§ **Quoted passage**:
Subject | Re: [firebird-support] Re: Truncating transaction logs in Firebird in v2.01 - v2.03 |
---|---|
Author | Niben M Singh |
Post date | 2008-04-14T13:15:04Z |
I appreciate all the detailed explanation from the experts. Thank you all! I was always under the impression that SWEEPING and Garbage Collecting does the same job as truncating logs in Firebird as in SQL Server.
However, my problem is reproducible and I have tried this in different workstations in windows platform. The GBAK and GFIX statements are the exact as I have used and it is the same statement I used for both backups and restore.
I will list you step by step for what I have done and may be you all can try if you get chance. I am pumping data out from SQL Server to Firebird and as I have said earlier this database has about 400 tables and 500MB size. The Firebird database is not online as I am creating the brand new one and I am the only user connected to it while I am doing this operation.
1. Created a brand new firebird database with 4KB page size.
2. Create all the necessary tables and incidices from SQL file.
3. Pump data from SQL Server to Firebird using ODBC. SQL Server has the same schema.
4. This new firebrid database is ~500MB and does not have FDB extension.
5. Sweep this database as -- gfix -user SYSDBA -password masterkey MyDB.XXX -sweep (I will take the sweep out from my process as it is not needed)
6. Backup this database as -- gbak -v -t -user SYSDBA -password masterkey MyDB.XXX MyDB.XXX.FBK
7. Restore this into new Firebird database as -- gbak -v -c -p 4096 -user SYSDBA -password masterkey MyDB.XXX.FBK MyDB_1.XXX
8. Resweep as -- gfix -user SYSDBA -password masterkey MyDB_1.XXX -sweep
9. Backup again as -- gbak -v -t -user SYSDBA -password masterkey MyDB_1.XXX MyDB_1.XXX.FBK
10. Restore again into new database -- gbak -v -c -p 4096 -user SYSDBA -password masterkey MyDB_1.XXX.FBK MyDB_2.XXX
The size of MyDB.XXX was ~500MB.

§ **Records of labeled points**:

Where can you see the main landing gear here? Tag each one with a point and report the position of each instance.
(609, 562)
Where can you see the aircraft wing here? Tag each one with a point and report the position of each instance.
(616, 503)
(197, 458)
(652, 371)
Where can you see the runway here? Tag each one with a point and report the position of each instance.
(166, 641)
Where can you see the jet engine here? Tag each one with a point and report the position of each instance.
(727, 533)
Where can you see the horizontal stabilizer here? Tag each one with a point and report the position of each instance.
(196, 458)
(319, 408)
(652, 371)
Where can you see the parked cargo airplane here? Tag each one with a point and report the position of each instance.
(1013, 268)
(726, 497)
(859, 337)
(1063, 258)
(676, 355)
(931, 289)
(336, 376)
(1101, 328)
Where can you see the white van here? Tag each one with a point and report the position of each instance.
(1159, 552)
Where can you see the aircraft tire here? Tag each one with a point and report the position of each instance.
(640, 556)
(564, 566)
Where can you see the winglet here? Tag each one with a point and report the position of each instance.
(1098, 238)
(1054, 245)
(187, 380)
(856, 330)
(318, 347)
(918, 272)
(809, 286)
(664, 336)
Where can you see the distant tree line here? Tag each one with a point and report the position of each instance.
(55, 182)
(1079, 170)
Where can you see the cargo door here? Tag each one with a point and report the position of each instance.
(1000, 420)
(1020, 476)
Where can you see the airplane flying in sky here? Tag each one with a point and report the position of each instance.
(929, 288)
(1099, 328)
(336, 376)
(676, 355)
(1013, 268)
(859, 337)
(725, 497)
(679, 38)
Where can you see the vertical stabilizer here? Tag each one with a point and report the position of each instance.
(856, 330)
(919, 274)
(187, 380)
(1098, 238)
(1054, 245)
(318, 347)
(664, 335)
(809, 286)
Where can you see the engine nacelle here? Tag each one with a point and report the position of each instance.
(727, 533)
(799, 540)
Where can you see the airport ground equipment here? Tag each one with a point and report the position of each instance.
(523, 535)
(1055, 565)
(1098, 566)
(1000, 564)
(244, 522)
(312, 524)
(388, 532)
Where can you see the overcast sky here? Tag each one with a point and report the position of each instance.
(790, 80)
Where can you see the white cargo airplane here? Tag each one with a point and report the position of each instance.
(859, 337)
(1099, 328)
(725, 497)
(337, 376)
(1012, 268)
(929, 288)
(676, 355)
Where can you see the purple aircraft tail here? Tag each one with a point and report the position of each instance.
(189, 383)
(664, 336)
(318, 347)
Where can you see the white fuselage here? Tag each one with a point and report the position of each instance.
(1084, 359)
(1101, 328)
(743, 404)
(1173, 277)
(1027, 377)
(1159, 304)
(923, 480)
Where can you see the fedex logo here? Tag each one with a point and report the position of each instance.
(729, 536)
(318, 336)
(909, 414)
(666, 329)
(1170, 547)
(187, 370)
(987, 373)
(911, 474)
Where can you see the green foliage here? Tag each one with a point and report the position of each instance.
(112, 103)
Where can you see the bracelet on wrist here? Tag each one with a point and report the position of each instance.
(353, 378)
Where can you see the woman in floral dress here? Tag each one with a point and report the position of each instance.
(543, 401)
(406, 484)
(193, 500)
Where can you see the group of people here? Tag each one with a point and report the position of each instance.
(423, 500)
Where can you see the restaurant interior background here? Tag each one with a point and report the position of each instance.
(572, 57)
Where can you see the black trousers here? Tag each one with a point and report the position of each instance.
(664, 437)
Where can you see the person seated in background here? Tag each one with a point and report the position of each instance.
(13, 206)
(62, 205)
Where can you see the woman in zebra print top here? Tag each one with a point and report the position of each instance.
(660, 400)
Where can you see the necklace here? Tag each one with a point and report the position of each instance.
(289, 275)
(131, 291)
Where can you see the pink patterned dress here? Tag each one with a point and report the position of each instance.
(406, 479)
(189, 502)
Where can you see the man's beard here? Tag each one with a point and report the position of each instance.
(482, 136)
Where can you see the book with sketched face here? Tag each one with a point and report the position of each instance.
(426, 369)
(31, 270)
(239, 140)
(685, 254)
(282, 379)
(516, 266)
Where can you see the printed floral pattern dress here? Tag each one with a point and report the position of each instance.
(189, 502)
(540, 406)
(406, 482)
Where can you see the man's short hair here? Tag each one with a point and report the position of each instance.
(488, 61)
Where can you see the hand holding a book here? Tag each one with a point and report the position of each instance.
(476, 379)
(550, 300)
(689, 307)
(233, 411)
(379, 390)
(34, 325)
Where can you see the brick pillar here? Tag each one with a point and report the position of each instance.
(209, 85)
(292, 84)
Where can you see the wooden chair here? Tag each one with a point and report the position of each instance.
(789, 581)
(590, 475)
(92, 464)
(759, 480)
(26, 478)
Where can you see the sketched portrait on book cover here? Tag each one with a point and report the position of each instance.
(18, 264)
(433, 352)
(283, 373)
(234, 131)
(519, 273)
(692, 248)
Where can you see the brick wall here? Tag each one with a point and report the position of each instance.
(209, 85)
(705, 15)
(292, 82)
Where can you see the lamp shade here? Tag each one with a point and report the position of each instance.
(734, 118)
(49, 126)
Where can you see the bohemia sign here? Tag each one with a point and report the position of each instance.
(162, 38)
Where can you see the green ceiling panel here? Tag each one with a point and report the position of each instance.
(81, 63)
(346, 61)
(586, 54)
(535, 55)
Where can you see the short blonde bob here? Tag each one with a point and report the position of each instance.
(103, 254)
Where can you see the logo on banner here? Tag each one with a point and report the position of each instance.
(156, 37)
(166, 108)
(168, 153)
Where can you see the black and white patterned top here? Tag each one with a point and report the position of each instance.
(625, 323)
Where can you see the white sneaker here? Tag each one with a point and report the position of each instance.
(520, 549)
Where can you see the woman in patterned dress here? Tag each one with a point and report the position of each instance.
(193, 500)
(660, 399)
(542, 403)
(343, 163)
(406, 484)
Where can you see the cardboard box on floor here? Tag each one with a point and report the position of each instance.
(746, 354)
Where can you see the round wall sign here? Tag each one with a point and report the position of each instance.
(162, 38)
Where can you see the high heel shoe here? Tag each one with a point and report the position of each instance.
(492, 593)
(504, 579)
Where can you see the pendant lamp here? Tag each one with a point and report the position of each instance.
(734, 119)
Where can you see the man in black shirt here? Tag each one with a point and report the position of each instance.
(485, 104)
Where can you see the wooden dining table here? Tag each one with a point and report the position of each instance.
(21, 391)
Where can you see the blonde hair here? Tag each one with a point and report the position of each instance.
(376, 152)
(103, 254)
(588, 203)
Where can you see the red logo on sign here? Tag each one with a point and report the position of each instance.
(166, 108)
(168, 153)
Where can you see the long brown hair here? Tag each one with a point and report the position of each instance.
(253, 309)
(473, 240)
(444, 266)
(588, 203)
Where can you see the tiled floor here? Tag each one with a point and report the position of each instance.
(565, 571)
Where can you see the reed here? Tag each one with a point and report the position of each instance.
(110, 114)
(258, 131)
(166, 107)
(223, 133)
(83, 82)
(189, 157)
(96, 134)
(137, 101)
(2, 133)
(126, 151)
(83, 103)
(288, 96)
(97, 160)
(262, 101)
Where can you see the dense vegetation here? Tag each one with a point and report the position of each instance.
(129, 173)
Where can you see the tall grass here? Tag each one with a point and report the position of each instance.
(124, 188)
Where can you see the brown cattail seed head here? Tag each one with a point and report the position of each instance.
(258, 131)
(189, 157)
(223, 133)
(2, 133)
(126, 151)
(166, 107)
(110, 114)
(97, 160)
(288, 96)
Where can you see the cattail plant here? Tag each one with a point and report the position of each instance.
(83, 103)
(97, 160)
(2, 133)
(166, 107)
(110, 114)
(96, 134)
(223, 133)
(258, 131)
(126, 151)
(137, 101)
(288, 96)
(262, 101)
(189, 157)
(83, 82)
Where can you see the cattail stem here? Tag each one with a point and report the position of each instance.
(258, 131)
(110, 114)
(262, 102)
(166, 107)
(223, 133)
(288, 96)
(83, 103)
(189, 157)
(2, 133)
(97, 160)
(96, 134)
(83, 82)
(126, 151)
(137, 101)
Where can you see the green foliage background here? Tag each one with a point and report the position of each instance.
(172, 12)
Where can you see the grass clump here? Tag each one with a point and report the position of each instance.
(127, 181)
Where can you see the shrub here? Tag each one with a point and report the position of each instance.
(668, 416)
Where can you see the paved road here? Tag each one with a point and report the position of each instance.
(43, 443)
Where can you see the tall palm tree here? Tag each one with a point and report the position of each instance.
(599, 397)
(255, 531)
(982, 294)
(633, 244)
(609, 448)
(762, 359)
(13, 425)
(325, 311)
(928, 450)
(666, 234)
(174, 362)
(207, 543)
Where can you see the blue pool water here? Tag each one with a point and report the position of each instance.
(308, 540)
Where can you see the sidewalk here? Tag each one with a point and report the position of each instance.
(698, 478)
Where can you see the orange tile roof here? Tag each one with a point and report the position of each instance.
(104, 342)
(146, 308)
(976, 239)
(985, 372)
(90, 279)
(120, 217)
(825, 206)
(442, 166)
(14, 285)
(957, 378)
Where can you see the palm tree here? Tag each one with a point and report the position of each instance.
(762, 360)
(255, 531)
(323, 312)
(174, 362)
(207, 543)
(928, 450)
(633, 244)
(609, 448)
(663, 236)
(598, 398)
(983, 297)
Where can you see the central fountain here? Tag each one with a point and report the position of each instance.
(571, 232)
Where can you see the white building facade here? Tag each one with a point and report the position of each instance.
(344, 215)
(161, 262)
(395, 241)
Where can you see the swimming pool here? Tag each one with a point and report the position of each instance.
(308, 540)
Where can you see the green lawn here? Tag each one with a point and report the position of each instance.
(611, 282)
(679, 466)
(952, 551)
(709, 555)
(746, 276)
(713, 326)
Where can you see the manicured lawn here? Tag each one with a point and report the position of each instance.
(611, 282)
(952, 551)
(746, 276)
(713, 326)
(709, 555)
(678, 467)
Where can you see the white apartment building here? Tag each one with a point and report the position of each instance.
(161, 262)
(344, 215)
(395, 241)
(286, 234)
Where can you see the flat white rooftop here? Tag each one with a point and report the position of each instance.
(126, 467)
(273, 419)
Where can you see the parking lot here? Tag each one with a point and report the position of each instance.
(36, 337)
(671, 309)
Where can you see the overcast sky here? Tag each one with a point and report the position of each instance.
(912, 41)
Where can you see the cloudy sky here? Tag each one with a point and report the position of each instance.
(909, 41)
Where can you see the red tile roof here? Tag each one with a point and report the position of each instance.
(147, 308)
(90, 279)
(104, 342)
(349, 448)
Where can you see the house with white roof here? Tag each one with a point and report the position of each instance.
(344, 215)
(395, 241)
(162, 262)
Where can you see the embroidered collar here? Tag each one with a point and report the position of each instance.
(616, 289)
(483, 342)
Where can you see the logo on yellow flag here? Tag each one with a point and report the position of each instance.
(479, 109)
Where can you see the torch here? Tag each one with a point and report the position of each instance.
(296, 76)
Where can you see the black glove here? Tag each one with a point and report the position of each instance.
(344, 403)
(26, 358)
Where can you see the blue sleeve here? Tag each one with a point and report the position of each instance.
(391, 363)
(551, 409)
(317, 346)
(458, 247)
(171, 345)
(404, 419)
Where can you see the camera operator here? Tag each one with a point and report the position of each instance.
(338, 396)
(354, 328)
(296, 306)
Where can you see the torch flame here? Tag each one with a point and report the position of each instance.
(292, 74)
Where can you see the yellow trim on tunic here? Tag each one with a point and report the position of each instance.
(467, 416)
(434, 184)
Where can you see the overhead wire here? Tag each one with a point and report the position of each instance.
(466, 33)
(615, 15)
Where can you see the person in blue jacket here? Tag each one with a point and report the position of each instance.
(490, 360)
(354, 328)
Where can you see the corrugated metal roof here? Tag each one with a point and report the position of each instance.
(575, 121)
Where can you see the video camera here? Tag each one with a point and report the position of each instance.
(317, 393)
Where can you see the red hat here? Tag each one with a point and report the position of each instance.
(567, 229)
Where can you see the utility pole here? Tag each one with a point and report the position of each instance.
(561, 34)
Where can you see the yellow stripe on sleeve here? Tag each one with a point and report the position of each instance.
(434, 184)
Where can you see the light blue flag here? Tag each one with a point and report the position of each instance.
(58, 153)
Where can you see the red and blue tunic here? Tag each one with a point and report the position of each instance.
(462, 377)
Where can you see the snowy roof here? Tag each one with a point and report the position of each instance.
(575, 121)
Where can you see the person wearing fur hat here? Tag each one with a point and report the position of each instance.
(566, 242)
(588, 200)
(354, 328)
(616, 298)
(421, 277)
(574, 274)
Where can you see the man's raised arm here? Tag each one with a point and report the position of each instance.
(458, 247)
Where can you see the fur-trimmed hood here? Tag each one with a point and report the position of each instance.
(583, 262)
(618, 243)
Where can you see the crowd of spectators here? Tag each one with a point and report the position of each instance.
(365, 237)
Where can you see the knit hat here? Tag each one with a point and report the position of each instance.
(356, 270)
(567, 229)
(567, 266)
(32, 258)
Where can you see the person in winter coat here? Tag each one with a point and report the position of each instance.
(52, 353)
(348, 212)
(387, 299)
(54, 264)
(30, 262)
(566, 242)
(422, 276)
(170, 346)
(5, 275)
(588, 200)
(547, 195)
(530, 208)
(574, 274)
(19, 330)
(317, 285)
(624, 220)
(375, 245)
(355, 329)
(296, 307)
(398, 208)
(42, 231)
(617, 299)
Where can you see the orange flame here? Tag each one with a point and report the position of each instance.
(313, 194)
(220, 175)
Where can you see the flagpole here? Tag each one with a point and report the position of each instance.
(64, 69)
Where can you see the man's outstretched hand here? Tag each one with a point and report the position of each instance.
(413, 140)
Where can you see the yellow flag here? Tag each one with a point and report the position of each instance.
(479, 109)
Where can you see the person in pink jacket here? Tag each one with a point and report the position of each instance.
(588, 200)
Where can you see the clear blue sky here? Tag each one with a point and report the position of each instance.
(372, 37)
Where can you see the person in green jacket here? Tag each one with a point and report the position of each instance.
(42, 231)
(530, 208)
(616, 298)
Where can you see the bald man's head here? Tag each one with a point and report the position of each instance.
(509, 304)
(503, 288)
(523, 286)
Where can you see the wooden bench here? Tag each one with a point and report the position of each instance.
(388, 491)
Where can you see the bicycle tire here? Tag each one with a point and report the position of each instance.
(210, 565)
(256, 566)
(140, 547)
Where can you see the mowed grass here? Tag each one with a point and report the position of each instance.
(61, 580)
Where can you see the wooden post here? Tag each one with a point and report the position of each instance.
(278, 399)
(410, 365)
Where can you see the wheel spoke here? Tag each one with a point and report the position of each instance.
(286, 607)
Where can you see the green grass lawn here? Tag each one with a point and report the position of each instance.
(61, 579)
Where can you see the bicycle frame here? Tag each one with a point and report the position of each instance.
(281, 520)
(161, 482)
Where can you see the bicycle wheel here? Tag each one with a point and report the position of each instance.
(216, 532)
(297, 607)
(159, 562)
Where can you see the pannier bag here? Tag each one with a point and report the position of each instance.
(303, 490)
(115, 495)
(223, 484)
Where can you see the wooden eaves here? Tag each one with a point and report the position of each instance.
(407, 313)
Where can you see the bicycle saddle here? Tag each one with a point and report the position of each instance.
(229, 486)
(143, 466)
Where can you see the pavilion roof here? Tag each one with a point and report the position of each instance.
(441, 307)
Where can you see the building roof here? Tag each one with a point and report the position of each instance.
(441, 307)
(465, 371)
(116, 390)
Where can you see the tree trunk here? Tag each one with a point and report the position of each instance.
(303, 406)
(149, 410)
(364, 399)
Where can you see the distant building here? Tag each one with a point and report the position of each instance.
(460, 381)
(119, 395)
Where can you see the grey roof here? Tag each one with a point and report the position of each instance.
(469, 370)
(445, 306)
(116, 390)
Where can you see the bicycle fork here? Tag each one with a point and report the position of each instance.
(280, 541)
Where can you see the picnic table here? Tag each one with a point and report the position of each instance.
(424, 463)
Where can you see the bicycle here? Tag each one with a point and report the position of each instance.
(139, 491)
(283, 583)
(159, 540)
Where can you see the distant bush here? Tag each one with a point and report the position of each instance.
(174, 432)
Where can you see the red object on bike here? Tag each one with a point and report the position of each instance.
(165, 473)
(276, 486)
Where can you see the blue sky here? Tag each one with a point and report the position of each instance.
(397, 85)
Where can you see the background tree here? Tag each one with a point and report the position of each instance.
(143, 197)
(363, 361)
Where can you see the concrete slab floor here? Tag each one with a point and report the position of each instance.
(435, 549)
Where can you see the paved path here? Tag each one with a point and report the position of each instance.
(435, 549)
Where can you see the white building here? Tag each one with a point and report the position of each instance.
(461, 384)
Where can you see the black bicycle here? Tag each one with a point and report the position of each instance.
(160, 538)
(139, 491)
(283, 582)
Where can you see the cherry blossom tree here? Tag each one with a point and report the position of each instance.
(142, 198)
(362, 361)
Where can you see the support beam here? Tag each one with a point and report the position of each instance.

§ **Exercise description**: Reproduce the forum post word for word, from "2. Create all" up to and including "is not needed)".

§ **Exercise solution**:
2. Create all the necessary tables and incidices from SQL file.
3. Pump data from SQL Server to Firebird using ODBC. SQL Server has the same schema.
4. This new firebrid database is ~500MB and does not have FDB extension.
5. Sweep this database as -- gfix -user SYSDBA -password masterkey MyDB.XXX -sweep (I will take the sweep out from my process as it is not needed)